:: Extract provided ::
▽

The experiment was conducted in a controlled environment with temperature and relative humidity of 27°C and 70%, respectively, at Instituto Federal Goiano, Rio Verde Campus, located in the southwestern of the state of Goiás, situated at 17° 47’ 53’’ North latitude and 51° 55’ 53’’ South latitude with 743 m of altitude.
Adapted Leonard jars were used (Vincent, 1970) for experiment conduction, however in order to maintain sterile conditions, "pet" bottles were cut with scissors, 14 to 15 cm height from base. Subsequently, an aseptic process immersed in sodium hypochlorite (5%) for 1 h was performed. After this period, material was rinsed in running water with distilled water and autoclaved.
To each bottle, 1.5 kg of substrate with washed sand and vermiculite in a proportion of 1:1 was used. It were placed in polyethylene plastic bags and washed for sterilization in autoclave for 1 h at 121°C, for two consecutive days. Autoclaved mixture was placed on top of bottle, and nutritive solution of Sarruge (1975) was inserted at the bottom, according to Table 1. And afterwards, pots were covered with plastic bags paper of "kraft" type in order to prevent algae development
Maize seeds were surface disinfected for 2 min with ethyl alcohol at 70% and sodium hypochlorite at 2% for 3 min (Hungria et al., 1994), then washed for 10 times in distilled water and autoclaved. Two seeds per pot were planted and after seven days of germination, manual thinning of excess plants was performed, leaving only one plant per pot.
The experiment was conducted in a completely randomized design in a 4 × 2 × 2 factorial arrangement with four replications, totaling 160 treatments: four maize hybrids (simple hybrid– H1; modified simple hybrid– H2; double hybrid– H3; triple hybrid– H4); with presence and absence of N (NP and NA); and presence and absence of inoculation (IP and IA).

△

:: Extracted data ::
▽

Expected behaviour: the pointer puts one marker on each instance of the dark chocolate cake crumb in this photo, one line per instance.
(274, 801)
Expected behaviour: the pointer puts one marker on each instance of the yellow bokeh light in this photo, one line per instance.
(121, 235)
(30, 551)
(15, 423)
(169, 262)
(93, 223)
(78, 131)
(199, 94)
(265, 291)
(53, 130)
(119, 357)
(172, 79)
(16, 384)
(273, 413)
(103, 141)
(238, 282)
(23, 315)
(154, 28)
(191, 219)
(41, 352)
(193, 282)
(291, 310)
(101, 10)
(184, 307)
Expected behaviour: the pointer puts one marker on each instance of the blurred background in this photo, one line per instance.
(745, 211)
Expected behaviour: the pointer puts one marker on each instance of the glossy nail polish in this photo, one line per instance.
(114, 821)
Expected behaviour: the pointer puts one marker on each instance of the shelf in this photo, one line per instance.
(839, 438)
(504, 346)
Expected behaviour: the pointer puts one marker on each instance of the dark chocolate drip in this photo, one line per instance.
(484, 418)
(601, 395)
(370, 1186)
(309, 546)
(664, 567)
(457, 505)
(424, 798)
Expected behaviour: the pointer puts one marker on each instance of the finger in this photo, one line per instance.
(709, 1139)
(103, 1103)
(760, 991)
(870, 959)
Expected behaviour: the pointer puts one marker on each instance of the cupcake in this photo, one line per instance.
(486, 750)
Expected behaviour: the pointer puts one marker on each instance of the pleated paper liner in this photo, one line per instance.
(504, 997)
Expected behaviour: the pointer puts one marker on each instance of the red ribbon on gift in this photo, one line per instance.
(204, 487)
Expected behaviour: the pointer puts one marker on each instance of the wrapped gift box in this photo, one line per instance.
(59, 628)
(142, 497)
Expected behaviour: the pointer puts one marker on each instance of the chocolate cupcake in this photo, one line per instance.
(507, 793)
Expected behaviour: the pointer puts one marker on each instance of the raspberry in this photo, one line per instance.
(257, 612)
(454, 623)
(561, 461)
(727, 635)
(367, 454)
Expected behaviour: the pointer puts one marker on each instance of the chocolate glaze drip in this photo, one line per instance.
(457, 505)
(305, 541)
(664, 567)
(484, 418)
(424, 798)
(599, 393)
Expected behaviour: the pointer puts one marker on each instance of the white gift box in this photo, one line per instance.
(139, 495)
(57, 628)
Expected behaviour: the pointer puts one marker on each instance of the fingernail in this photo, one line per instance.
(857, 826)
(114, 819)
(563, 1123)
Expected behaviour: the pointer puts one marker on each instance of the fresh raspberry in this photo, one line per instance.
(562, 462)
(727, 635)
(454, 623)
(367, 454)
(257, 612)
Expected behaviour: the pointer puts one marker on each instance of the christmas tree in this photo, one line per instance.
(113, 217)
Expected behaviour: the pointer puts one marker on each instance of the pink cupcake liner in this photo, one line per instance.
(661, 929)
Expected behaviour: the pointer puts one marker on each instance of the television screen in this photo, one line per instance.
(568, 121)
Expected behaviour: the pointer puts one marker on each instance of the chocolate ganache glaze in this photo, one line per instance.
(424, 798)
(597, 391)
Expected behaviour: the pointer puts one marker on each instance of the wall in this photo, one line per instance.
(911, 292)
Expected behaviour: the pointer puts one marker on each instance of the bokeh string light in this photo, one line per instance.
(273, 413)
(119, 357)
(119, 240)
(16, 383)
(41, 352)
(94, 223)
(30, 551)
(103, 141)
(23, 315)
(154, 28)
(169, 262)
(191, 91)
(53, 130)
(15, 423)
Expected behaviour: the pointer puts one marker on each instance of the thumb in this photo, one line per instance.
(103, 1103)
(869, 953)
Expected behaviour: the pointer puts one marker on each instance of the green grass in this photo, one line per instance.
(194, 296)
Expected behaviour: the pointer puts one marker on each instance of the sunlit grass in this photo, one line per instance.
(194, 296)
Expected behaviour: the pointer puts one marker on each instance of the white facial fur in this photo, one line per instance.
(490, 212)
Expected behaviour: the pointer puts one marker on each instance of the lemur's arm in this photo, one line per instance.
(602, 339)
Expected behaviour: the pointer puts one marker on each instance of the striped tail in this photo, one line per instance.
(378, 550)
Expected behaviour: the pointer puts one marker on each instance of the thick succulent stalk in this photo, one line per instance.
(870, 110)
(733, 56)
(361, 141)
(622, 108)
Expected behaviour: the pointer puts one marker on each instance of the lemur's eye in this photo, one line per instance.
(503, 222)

△

:: Directions for this task ::
Rewrite the maize experiment description starting with "The experiment was conducted in a completely" and going on through "(IP and IA).", putting "randomized complete block design" in place of "completely randomized design". You won't need the records.

:: Finished exercise ::
The experiment was conducted in a randomized complete block design in a 4 × 2 × 2 factorial arrangement with four replications, totaling 160 treatments: four maize hybrids (simple hybrid– H1; modified simple hybrid– H2; double hybrid– H3; triple hybrid– H4); with presence and absence of N (NP and NA); and presence and absence of inoculation (IP and IA).